Exercise objective.
The answer must consist of every line in the data that contains "woman".

□ □ □ □ □

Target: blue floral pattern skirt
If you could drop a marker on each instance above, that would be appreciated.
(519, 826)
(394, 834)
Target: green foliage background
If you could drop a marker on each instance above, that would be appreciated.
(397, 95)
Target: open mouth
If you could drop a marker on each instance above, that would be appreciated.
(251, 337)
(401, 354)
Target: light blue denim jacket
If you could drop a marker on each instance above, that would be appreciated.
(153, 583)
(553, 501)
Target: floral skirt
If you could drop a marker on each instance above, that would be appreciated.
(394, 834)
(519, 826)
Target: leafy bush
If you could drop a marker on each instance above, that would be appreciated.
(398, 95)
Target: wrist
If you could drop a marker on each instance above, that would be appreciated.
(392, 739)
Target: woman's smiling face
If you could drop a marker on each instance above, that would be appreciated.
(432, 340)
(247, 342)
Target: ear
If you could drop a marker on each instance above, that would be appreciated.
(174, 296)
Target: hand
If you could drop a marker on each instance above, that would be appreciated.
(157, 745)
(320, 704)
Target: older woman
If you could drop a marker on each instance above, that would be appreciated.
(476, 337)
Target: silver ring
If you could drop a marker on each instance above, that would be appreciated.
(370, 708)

□ □ □ □ □

Answer for this exercise.
Target: woman's smiling face
Target: older woman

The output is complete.